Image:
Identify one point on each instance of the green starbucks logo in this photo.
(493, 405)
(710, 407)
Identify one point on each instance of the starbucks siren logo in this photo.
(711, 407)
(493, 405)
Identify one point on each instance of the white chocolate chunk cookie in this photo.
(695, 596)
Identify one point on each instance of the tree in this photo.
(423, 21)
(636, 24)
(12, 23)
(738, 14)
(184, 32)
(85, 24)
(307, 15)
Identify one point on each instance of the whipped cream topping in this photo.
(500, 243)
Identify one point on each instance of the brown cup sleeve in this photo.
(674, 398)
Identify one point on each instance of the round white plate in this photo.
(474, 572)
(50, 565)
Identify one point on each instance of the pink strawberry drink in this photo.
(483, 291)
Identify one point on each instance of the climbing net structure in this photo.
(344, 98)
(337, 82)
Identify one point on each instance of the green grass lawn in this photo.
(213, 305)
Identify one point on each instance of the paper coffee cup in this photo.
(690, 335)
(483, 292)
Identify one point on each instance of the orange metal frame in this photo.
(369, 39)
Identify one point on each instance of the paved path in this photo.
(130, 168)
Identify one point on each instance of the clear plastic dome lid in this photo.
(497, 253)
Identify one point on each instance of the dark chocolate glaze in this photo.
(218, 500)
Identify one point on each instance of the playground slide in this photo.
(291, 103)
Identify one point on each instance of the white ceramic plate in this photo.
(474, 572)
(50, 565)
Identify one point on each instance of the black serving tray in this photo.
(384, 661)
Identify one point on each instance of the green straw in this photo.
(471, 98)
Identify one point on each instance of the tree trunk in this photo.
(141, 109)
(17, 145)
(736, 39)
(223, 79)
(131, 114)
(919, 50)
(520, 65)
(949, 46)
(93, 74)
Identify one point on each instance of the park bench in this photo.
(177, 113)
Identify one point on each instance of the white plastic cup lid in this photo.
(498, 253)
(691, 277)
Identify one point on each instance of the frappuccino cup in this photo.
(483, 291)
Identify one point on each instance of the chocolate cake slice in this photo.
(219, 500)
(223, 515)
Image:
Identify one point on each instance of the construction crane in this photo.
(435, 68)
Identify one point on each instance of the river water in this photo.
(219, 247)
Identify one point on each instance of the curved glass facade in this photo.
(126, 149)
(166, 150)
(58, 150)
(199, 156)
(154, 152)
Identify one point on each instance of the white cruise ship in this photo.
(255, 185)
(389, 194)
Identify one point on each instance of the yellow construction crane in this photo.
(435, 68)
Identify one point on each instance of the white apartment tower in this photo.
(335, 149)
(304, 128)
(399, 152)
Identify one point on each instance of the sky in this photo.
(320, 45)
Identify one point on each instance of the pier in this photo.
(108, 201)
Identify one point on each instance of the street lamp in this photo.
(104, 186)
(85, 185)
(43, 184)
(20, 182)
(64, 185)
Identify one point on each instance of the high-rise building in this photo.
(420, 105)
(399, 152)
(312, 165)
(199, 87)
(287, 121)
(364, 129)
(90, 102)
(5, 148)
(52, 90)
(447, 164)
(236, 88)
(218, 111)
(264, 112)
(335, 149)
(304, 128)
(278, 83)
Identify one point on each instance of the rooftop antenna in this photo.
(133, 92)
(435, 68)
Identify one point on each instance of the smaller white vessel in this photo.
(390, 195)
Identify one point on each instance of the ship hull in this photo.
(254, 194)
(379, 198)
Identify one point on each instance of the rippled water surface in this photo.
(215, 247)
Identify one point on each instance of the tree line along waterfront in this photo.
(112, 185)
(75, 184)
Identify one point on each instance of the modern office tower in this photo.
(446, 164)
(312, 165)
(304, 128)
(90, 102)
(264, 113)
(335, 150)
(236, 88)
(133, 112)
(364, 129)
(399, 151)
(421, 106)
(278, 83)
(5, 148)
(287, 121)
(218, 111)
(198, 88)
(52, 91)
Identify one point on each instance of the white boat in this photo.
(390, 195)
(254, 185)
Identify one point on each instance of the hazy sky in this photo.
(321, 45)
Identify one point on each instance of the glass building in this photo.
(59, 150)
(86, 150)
-.-.-
Work task →
Copy the whole listing above once more, character for character.

Solved exercise →
Image:
Identify one point on each instance of the green starbucks logo in this photo.
(493, 405)
(710, 407)
Identify one point on each instance of the starbucks siren logo in this photo.
(711, 407)
(493, 405)
Identify one point on each instance of the white chocolate chunk cookie in this photo.
(695, 596)
Identify one point on each instance of the tree in this photo.
(423, 21)
(636, 24)
(12, 23)
(738, 14)
(184, 32)
(85, 24)
(307, 15)
Identify one point on each instance of the whipped cream topping in this photo.
(500, 243)
Identify one point on each instance of the brown cup sleeve in this photo.
(674, 398)
Identify one point on each instance of the round white plate in this photo.
(474, 572)
(50, 565)
Identify one point on each instance of the pink strawberry drink in this photo.
(483, 291)
Identify one point on each instance of the climbing net structure in this photo.
(344, 98)
(337, 82)
Identify one point on each instance of the green grass lawn in this photo.
(213, 305)
Identify one point on each instance of the paper coffee cup in this photo.
(690, 335)
(483, 292)
Identify one point on each instance of the orange metal frame in this photo.
(369, 39)
Identify one point on each instance of the paved path in this photo.
(130, 168)
Identify one point on each instance of the clear plastic dome lid in this photo.
(497, 253)
Identify one point on each instance of the dark chocolate glaze in this photo.
(218, 500)
Identify one point on each instance of the playground slide in this photo.
(291, 103)
Identify one point on each instance of the white ceramic plate in this photo.
(474, 572)
(50, 565)
Identify one point on each instance of the black serving tray in this photo.
(384, 661)
Identify one point on each instance of the green straw in this photo.
(471, 98)
Identify one point on each instance of the tree trunk in this photo.
(141, 109)
(17, 145)
(736, 39)
(223, 79)
(131, 114)
(919, 50)
(520, 65)
(949, 46)
(93, 74)
Identify one point on each instance of the park bench in this photo.
(177, 113)
Identify one point on each instance of the white plastic cup lid in this photo.
(498, 253)
(691, 277)
Identify one point on each instance of the frappuccino cup in this photo.
(483, 291)
Identify one point on each instance of the chocolate cake slice in this photo.
(219, 500)
(223, 515)
Image:
Identify one point on each instance of the construction crane in this photo.
(435, 68)
Identify one point on each instance of the river water in this photo.
(219, 247)
Identify one point on each instance of the curved glass facade in this photo.
(126, 149)
(166, 150)
(58, 150)
(199, 156)
(154, 152)
Identify one point on each instance of the white cruise ship in this photo.
(255, 185)
(389, 194)
Identify one point on each instance of the yellow construction crane in this photo.
(435, 68)
Identify one point on each instance of the white apartment tower in this photo.
(335, 149)
(304, 128)
(399, 152)
Identify one point on each instance of the sky in this photo.
(320, 45)
Identify one point on each instance of the pier in this photo.
(108, 201)
Identify one point on each instance of the street lamp in this photo.
(104, 186)
(85, 185)
(43, 184)
(20, 182)
(64, 185)
Identify one point on each instance of the high-rise building in this photo.
(420, 105)
(399, 152)
(312, 165)
(199, 87)
(287, 121)
(364, 129)
(90, 102)
(5, 148)
(52, 90)
(447, 164)
(236, 88)
(218, 111)
(264, 112)
(335, 149)
(304, 128)
(278, 83)
Identify one point on each instance of the rooftop antenna in this photo.
(133, 92)
(435, 68)
Identify one point on each instance of the smaller white vessel in this photo.
(390, 195)
Identify one point on each instance of the ship hull in this photo.
(254, 194)
(379, 198)
Identify one point on each instance of the rippled water surface in this photo.
(215, 247)
Identify one point on each instance of the tree line along waterfront in this photo.
(112, 185)
(75, 184)
Identify one point on each instance of the modern office tower in this photo.
(446, 164)
(312, 165)
(304, 128)
(90, 102)
(264, 113)
(335, 150)
(236, 88)
(133, 112)
(364, 129)
(399, 151)
(421, 106)
(278, 83)
(5, 148)
(287, 121)
(218, 111)
(198, 88)
(52, 91)
Identify one point on each instance of the white boat in this photo.
(390, 195)
(254, 185)
Identify one point on each instance of the hazy sky in this photo.
(321, 45)
Identify one point on each instance of the glass building in this photo.
(59, 150)
(86, 150)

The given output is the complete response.